GOAL OF THE EXERCISE
Please report every line of the data below that contains the string "flower", copying each one in full.

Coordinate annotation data
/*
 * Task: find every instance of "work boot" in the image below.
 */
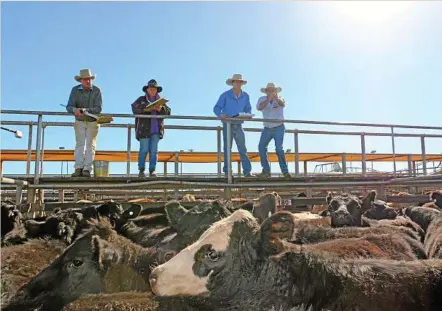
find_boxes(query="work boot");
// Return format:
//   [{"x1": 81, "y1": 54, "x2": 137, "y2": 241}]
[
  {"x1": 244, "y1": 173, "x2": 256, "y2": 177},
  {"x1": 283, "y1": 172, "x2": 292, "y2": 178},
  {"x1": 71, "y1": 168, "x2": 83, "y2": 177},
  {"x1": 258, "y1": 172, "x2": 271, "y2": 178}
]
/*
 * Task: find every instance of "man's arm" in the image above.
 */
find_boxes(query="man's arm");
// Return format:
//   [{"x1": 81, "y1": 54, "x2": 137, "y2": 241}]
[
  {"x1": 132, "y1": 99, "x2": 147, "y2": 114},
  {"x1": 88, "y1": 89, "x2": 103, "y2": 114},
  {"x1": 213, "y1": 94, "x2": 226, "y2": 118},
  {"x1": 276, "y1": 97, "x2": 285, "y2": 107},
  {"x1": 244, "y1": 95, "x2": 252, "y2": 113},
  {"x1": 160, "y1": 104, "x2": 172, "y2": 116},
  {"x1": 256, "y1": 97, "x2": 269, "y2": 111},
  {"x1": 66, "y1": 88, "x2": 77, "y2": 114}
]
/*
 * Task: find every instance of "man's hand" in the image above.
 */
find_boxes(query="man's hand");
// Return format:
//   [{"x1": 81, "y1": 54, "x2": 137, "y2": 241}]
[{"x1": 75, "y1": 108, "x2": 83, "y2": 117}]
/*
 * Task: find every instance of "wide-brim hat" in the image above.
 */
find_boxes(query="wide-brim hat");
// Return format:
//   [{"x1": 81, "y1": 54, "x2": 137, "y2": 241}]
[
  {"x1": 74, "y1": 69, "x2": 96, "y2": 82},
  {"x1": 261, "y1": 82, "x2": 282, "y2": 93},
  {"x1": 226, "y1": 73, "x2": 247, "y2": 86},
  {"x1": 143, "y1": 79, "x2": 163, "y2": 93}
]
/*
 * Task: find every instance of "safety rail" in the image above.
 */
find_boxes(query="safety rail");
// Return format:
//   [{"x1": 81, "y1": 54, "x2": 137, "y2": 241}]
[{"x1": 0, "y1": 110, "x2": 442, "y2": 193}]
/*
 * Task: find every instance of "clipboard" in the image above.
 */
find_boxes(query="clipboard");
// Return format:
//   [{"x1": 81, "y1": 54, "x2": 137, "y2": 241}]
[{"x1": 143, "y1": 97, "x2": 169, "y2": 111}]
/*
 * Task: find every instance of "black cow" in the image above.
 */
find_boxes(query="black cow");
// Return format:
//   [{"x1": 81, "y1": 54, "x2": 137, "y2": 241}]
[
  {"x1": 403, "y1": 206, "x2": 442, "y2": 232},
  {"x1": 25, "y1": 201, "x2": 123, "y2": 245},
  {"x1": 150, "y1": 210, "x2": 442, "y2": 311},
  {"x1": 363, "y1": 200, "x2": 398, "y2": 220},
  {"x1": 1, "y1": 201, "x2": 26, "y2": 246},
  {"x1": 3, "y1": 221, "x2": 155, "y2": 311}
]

...

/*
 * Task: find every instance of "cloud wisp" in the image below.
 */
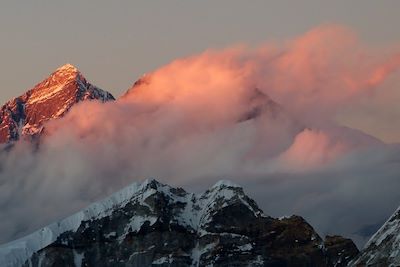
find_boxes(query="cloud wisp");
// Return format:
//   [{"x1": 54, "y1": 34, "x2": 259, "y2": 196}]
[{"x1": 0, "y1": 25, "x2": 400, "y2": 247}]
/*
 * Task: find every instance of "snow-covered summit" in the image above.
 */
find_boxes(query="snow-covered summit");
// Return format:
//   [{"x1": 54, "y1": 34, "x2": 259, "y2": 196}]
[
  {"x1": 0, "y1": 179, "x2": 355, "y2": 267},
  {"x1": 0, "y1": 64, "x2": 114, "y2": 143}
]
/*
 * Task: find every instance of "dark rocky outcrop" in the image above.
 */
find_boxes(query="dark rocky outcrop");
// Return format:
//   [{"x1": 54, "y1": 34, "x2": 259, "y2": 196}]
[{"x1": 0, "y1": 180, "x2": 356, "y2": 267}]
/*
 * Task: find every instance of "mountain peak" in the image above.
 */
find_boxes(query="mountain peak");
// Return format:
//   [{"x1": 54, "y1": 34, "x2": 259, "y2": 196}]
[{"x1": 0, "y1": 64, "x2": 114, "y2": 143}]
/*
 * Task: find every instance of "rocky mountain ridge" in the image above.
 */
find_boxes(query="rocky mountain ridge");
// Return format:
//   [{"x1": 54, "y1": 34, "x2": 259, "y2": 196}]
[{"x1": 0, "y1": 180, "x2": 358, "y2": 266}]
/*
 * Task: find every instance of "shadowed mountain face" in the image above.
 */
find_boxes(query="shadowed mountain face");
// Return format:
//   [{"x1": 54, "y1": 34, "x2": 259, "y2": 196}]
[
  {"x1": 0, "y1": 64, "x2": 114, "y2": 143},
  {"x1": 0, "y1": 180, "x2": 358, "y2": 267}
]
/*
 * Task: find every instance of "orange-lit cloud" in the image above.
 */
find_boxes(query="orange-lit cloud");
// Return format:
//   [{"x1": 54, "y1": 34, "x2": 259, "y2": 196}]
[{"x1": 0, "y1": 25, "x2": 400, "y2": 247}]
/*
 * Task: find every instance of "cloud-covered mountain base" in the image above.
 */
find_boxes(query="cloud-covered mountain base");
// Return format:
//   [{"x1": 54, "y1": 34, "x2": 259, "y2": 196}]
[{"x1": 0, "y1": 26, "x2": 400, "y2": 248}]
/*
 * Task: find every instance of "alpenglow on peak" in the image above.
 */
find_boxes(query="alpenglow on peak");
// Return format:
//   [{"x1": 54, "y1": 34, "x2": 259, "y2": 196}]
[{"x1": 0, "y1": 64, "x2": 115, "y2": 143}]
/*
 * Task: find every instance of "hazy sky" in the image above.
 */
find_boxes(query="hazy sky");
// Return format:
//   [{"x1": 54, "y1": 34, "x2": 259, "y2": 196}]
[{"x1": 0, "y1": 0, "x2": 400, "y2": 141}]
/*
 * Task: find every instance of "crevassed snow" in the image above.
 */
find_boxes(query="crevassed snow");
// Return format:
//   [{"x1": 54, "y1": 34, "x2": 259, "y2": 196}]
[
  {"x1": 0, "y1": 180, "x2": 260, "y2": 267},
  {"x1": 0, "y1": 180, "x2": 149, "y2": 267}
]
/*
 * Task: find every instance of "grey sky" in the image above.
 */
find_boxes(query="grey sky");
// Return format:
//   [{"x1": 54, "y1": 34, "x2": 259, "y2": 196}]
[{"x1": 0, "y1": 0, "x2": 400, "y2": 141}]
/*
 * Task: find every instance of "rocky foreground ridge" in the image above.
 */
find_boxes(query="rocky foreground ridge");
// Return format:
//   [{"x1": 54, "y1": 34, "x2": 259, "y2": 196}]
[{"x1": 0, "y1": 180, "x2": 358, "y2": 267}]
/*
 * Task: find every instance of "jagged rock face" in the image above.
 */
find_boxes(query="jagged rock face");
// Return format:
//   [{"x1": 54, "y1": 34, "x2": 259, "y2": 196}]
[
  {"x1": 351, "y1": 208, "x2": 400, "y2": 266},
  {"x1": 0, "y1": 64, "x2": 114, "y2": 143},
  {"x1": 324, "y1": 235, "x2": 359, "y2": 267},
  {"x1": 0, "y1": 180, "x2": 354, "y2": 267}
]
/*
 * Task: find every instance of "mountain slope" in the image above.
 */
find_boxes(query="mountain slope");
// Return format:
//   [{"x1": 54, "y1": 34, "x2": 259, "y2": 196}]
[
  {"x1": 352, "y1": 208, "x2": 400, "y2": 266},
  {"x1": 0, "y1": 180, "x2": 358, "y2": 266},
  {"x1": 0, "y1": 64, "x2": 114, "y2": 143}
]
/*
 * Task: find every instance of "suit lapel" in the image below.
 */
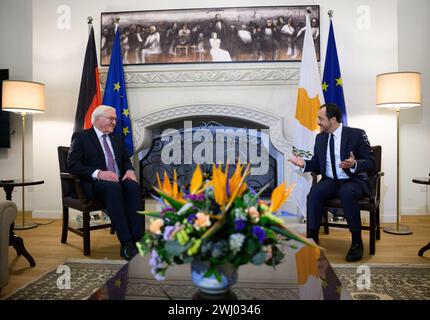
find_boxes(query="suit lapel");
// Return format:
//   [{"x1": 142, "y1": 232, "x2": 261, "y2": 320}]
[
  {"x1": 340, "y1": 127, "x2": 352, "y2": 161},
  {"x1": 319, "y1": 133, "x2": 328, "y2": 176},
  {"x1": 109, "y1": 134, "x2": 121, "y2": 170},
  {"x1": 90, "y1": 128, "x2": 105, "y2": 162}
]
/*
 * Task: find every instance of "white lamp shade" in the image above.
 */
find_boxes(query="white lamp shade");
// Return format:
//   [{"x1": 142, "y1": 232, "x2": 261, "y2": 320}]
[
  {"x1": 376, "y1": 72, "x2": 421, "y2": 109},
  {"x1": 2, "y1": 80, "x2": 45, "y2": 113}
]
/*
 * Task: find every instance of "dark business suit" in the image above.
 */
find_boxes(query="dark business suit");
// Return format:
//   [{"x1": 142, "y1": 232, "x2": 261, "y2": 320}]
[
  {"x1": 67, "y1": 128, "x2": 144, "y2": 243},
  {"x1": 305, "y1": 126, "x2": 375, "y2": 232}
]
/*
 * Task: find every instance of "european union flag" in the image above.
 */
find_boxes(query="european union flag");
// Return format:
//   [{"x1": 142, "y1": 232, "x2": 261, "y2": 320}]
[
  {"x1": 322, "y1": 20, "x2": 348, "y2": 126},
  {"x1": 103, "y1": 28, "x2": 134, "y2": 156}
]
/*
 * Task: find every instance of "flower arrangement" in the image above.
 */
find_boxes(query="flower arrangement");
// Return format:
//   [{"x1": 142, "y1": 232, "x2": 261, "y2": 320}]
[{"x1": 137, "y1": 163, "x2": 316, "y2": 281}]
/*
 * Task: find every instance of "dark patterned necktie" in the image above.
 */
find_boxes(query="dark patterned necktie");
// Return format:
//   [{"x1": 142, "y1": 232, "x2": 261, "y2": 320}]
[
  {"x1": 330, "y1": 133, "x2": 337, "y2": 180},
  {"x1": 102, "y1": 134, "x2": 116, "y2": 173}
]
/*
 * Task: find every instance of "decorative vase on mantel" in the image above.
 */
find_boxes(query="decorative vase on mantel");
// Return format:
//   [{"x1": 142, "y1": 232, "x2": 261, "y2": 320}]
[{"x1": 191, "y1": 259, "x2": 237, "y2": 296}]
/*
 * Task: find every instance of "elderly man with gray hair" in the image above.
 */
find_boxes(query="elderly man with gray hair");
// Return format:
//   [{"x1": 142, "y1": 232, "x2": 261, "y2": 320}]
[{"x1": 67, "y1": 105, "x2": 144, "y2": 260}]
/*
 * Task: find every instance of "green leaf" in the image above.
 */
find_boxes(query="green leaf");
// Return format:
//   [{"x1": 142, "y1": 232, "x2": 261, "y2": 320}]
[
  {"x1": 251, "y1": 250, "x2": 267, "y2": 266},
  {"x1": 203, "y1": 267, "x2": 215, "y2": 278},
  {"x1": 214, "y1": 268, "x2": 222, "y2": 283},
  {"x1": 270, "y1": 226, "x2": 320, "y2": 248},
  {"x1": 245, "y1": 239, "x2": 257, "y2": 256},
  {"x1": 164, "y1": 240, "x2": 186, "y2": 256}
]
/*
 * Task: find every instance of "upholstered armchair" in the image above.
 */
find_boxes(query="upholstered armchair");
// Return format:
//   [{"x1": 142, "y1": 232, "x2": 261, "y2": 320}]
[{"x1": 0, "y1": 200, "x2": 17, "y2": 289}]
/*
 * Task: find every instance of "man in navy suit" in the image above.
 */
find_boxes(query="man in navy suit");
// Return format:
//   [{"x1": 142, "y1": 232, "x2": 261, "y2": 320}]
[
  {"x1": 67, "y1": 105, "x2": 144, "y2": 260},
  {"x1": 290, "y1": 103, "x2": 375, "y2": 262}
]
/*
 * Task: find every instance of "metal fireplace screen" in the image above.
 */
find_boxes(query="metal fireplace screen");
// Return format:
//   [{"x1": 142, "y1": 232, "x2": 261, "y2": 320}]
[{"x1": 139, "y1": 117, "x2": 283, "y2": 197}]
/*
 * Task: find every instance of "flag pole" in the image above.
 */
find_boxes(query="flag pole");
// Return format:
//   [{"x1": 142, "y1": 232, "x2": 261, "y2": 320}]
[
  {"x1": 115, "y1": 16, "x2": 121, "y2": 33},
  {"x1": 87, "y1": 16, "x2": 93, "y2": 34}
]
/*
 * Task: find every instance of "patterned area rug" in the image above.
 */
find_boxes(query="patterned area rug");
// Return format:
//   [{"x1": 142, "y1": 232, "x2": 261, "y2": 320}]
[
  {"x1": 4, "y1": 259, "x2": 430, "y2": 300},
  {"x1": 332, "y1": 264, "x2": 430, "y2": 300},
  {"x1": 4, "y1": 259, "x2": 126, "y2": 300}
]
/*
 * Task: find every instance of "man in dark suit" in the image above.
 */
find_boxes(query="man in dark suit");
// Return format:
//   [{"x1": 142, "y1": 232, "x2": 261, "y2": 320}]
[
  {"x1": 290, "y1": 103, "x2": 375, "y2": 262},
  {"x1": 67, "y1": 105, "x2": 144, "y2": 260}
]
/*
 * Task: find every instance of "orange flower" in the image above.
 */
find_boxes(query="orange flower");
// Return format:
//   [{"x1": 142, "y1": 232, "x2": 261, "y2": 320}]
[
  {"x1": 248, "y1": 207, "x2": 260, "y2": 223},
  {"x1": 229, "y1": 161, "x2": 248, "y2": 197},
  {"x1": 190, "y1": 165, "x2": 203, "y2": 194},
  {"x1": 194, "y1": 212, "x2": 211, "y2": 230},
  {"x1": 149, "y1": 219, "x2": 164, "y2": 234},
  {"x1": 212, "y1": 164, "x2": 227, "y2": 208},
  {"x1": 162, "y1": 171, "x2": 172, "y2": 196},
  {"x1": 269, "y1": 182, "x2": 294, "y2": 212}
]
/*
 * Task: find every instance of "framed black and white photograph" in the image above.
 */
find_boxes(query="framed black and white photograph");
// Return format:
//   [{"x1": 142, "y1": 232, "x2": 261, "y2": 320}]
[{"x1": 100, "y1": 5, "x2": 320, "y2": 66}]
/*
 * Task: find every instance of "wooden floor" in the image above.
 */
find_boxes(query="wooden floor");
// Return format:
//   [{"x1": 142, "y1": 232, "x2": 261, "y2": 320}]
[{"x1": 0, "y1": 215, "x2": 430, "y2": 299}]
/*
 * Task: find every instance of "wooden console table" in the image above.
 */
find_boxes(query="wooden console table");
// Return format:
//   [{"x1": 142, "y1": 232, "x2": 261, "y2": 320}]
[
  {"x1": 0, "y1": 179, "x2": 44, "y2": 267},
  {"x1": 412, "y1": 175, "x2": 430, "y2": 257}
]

* * *

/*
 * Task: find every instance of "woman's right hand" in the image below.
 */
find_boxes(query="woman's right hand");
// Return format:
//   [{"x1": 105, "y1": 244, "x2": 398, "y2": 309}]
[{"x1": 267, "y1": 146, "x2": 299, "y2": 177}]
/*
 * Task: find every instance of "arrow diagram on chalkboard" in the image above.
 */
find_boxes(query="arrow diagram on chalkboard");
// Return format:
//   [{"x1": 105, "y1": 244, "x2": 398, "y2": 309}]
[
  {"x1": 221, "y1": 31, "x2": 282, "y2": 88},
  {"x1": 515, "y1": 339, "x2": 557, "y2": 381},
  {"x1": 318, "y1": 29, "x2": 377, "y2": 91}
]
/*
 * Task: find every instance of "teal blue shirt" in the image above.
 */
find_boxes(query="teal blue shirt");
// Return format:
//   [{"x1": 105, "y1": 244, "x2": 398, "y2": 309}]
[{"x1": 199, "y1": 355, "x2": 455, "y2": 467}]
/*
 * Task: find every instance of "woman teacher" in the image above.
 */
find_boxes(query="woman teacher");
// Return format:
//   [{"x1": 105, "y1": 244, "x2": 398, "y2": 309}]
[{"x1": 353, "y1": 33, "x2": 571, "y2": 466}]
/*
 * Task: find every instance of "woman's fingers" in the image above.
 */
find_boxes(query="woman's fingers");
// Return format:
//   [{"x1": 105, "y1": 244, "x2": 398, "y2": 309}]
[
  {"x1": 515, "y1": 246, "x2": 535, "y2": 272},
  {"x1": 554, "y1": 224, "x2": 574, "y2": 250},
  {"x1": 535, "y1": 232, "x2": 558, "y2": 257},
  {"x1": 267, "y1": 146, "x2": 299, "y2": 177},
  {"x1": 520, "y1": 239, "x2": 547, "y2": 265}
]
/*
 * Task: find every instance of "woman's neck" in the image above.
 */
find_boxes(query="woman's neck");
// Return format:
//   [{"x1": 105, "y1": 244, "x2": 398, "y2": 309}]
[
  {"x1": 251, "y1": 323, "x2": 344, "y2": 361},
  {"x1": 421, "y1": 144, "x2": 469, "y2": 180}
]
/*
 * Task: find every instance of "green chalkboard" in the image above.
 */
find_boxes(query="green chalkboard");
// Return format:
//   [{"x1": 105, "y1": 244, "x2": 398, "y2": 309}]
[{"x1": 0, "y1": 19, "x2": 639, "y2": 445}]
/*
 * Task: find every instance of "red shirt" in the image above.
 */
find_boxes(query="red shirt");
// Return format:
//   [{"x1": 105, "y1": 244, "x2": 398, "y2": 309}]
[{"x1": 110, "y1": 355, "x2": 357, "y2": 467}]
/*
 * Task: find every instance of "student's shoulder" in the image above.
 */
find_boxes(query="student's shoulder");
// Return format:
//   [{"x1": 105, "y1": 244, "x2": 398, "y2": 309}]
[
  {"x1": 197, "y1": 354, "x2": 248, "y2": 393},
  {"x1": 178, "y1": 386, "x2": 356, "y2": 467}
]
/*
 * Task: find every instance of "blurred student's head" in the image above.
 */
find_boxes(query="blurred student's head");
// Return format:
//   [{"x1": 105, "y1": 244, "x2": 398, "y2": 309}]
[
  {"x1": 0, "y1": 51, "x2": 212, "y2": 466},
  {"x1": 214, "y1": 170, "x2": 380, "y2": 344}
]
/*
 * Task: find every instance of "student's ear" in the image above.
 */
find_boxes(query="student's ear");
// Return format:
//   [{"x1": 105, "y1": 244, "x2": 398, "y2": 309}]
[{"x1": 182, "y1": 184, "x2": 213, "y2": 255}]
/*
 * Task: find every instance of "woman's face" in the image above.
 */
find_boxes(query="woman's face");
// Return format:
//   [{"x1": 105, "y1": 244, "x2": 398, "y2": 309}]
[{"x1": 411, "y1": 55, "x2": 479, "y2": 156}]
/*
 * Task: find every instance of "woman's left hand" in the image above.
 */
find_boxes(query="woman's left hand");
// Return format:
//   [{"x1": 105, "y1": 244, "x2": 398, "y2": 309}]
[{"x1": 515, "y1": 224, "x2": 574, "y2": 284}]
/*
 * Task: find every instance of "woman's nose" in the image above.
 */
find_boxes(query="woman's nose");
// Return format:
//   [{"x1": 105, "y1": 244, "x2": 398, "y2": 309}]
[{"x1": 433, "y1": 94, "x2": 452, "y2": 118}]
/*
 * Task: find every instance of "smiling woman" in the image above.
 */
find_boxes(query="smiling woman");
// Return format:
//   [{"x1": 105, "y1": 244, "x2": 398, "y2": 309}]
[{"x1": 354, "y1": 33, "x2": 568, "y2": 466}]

ANSWER TO THE PROBLEM
 * Task: find every instance of "flower arrangement" in the image above.
find_boxes(query="flower arrangement");
 * Task: find every instance of "orange flower" in the image above.
find_boxes(query="orange flower");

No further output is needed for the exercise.